- _Exercise brief_
Rewrite the items from the line with "Where can the matte" to the line with "<point>502,38</point>", both included. Shift every coordinate in the answer points up by 35, and copy all other lines unchanged.
━━ Entries supplied ━━
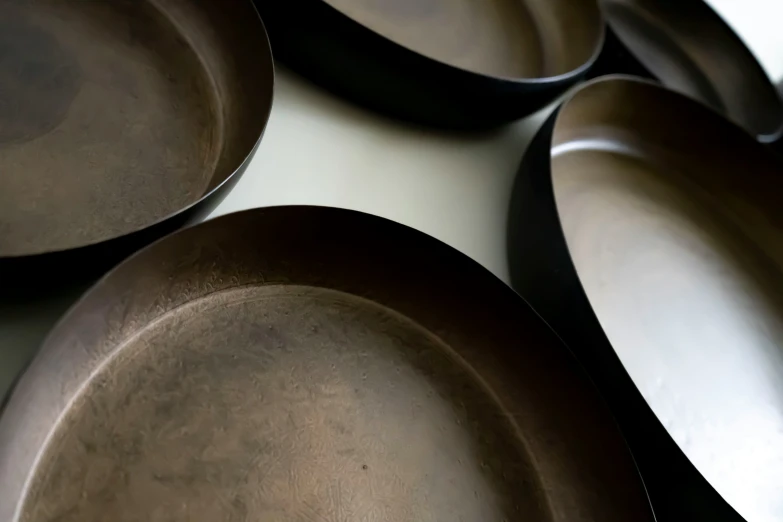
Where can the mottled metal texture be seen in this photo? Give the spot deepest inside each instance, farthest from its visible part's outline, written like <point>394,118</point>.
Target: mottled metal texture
<point>304,363</point>
<point>117,115</point>
<point>448,63</point>
<point>688,47</point>
<point>647,230</point>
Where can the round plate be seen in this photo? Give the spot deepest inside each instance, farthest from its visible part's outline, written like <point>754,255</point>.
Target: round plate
<point>303,363</point>
<point>452,63</point>
<point>117,115</point>
<point>689,48</point>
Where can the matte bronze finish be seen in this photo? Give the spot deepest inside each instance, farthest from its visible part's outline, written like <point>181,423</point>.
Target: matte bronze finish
<point>646,223</point>
<point>303,363</point>
<point>448,63</point>
<point>688,47</point>
<point>115,115</point>
<point>502,38</point>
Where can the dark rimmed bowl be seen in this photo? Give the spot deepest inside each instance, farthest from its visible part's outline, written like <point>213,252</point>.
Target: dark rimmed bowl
<point>465,64</point>
<point>647,230</point>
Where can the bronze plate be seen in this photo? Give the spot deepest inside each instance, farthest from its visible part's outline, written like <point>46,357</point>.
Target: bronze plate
<point>302,363</point>
<point>498,38</point>
<point>117,114</point>
<point>690,49</point>
<point>674,223</point>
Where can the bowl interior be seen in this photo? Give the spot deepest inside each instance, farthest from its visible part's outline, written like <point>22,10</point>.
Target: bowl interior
<point>690,49</point>
<point>118,114</point>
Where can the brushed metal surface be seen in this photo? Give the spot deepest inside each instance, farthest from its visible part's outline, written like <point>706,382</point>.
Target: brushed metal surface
<point>689,48</point>
<point>118,114</point>
<point>303,363</point>
<point>500,38</point>
<point>678,243</point>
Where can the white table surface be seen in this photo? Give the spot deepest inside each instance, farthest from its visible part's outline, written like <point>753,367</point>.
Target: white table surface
<point>321,150</point>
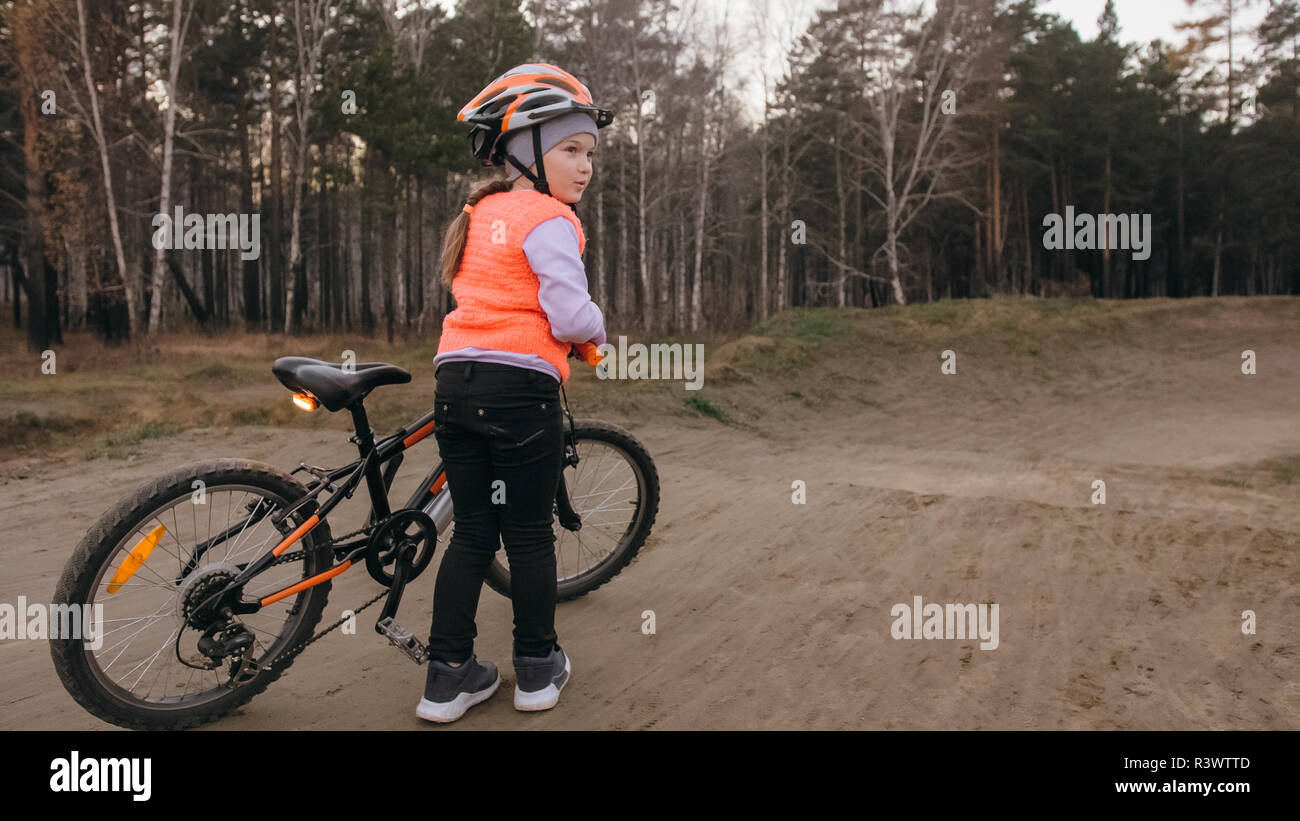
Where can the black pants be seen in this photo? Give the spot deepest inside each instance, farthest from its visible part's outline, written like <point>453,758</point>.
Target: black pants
<point>499,430</point>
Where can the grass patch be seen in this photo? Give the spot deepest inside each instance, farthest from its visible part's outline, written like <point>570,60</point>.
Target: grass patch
<point>250,416</point>
<point>139,431</point>
<point>1048,308</point>
<point>810,325</point>
<point>1283,470</point>
<point>220,373</point>
<point>703,407</point>
<point>947,312</point>
<point>26,429</point>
━━━
- _Response below_
Where can the matte bronze finish be seen in this photo? Give the spot deepest inside each instance, farthest from its visible part's outline, written like <point>181,423</point>.
Target: matte bronze finish
<point>681,258</point>
<point>338,398</point>
<point>483,98</point>
<point>723,82</point>
<point>150,150</point>
<point>537,73</point>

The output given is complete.